DO THIS |
Beginning at the line that contains "compact form (125,46).", transcribe the remaining lines of the listing exactly; include the final line and omit everything before.

======== SUPPLIED RECORDS

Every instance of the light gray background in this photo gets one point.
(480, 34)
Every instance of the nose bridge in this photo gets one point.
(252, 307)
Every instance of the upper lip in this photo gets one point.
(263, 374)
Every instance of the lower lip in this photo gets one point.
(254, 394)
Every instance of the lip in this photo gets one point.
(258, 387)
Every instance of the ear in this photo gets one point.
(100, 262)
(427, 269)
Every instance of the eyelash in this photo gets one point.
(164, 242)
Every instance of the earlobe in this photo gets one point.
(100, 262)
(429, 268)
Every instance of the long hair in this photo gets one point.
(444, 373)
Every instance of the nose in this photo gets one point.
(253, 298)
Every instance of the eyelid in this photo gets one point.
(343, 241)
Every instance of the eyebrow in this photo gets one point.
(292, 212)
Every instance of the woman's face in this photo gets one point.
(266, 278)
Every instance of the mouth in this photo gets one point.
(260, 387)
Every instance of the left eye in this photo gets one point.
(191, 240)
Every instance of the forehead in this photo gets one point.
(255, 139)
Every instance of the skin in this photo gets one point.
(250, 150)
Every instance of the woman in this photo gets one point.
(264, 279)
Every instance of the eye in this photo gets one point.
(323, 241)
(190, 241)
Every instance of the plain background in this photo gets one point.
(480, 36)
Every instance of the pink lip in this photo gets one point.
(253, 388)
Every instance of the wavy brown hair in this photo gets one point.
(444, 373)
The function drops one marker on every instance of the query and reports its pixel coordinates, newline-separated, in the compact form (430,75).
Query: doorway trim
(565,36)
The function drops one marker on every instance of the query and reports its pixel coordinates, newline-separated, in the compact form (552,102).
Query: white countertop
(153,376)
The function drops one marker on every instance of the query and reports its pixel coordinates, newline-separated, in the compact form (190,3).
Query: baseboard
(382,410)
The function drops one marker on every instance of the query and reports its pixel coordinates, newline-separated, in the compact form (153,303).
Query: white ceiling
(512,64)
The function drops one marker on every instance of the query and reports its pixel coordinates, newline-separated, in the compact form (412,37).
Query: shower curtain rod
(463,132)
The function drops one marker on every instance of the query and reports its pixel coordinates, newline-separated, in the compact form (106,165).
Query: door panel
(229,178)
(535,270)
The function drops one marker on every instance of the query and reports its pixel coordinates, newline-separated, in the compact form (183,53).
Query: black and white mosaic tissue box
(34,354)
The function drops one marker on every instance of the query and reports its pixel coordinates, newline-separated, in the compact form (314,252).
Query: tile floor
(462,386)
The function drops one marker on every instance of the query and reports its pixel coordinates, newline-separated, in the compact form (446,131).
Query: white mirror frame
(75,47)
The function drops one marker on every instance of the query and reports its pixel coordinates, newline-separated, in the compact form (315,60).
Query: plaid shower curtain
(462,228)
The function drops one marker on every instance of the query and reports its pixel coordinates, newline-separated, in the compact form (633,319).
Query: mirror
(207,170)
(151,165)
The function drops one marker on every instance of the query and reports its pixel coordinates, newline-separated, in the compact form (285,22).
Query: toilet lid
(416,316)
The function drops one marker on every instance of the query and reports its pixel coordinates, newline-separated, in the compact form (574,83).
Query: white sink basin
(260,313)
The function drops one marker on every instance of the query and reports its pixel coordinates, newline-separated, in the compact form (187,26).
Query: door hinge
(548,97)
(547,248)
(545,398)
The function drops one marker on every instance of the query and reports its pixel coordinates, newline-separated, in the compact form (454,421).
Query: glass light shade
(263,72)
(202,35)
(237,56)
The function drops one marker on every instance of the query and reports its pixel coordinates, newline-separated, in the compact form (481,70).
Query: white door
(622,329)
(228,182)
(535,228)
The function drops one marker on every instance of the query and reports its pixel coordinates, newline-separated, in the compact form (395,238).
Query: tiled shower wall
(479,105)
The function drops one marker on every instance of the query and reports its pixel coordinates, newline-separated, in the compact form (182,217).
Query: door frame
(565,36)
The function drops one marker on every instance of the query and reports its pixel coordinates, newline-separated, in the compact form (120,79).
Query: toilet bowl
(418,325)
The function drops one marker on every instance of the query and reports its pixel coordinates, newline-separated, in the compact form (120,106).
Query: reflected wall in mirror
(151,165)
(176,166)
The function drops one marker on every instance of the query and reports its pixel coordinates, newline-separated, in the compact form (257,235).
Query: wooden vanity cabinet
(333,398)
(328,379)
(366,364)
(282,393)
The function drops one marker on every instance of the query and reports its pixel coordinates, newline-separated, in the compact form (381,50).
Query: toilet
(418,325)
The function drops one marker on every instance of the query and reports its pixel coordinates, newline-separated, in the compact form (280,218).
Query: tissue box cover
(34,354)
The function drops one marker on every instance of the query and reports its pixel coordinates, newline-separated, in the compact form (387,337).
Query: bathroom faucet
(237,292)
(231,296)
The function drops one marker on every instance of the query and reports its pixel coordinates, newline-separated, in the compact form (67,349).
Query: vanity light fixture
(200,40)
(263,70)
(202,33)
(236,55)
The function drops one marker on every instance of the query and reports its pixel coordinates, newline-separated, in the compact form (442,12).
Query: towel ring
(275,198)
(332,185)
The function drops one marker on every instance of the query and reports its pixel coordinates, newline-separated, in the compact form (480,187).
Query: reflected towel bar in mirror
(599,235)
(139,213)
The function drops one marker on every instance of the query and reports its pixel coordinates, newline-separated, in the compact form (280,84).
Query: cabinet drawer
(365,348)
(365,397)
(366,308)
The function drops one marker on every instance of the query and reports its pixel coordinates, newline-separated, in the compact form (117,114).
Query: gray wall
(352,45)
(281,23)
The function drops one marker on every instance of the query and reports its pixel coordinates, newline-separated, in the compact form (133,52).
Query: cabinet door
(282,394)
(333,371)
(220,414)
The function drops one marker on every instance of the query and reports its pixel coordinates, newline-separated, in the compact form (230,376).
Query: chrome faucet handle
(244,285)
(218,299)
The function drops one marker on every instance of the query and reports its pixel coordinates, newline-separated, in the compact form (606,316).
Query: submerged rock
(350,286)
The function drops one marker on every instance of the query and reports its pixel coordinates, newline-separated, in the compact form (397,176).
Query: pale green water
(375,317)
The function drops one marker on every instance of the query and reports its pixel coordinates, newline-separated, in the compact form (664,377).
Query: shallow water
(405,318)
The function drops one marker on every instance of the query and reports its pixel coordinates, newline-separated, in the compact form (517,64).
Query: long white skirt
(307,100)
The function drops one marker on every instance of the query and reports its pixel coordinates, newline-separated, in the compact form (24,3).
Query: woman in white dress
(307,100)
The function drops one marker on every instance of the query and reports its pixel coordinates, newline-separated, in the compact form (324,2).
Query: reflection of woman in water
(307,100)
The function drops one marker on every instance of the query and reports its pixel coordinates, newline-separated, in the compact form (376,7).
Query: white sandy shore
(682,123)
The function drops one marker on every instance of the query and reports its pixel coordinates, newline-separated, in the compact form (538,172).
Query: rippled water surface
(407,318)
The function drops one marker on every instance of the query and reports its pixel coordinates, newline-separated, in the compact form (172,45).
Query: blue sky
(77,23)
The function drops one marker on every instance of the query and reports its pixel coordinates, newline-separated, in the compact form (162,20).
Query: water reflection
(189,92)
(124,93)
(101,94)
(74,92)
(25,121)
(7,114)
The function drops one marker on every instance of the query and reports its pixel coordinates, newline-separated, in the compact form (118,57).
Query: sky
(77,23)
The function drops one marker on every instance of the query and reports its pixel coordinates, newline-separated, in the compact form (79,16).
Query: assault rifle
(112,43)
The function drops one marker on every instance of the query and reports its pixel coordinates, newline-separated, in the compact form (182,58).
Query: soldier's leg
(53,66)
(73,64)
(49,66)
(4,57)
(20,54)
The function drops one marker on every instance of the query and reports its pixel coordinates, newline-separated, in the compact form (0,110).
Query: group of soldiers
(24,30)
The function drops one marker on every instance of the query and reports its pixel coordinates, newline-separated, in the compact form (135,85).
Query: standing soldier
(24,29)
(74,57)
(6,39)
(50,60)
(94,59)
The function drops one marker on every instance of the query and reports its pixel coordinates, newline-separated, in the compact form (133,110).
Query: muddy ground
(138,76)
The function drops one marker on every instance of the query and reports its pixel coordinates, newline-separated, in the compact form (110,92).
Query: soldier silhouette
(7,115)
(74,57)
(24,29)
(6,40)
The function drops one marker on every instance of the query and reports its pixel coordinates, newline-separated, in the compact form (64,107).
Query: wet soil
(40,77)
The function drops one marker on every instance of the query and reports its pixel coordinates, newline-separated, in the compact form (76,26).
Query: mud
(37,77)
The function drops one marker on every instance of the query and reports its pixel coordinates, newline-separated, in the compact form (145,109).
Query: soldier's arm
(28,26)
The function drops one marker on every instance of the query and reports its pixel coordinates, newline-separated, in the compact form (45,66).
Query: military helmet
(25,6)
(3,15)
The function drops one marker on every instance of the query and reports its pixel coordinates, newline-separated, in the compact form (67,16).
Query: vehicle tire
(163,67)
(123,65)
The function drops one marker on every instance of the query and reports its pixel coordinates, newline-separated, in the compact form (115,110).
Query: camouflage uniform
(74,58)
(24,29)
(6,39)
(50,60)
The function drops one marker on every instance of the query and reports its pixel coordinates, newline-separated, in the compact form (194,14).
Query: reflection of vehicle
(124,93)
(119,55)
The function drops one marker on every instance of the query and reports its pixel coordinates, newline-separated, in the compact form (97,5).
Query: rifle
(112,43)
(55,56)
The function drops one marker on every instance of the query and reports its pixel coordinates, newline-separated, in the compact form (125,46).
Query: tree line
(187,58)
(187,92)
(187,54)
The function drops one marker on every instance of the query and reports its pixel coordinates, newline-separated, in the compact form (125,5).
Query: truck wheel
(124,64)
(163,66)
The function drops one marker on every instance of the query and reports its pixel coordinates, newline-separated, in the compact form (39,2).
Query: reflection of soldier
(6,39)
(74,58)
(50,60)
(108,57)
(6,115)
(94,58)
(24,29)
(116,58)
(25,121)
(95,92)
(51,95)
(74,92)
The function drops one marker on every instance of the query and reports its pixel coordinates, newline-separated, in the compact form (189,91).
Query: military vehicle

================

OUTPUT FOR THIS EXERCISE |
The function drops one marker on every instance of the query and reports its pixel coordinates, newline-separated, in the compact form (125,46).
Query: tree line
(187,58)
(187,92)
(187,54)
The function drops one marker on every instance of the query and reports its pixel coordinates, newline-separated, in the compact form (125,5).
Query: truck wheel
(124,64)
(163,66)
The function drops one marker on every instance of the query and reports its pixel coordinates, newline-separated, in the compact form (39,2).
Query: reflection of soldier
(6,39)
(74,58)
(50,60)
(108,57)
(6,115)
(94,58)
(24,29)
(116,58)
(25,121)
(95,92)
(51,95)
(74,92)
The function drops one marker on every instance of the query and reports its pixel coordinates, newline-separated, in the compact form (189,91).
Query: military vehicle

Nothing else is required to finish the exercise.